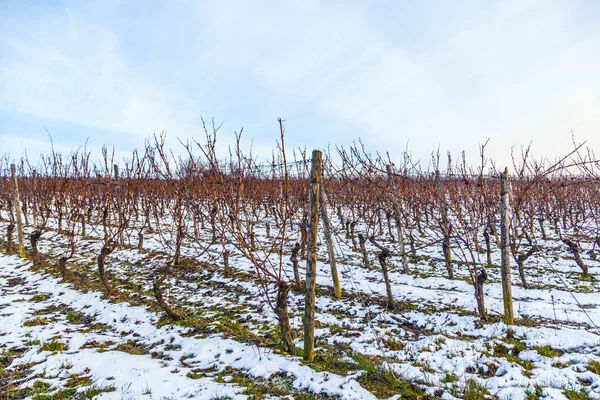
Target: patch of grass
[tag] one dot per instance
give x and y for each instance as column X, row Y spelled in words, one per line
column 75, row 381
column 62, row 394
column 573, row 394
column 393, row 344
column 37, row 321
column 474, row 390
column 74, row 317
column 594, row 366
column 40, row 297
column 450, row 378
column 54, row 346
column 534, row 394
column 132, row 347
column 547, row 351
column 94, row 391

---*---

**Given problem:** Could you update the listing above by changing every "instance" to "object" and keeping everything else the same, with the pictures left out of your answer?

**Result:**
Target: patch of grass
[tag] one dot per object
give x and y for each object as column X, row Y spelled in words, one per line
column 75, row 381
column 62, row 394
column 573, row 394
column 393, row 344
column 37, row 321
column 474, row 390
column 74, row 317
column 594, row 366
column 40, row 297
column 450, row 378
column 54, row 346
column 534, row 394
column 132, row 347
column 547, row 351
column 94, row 391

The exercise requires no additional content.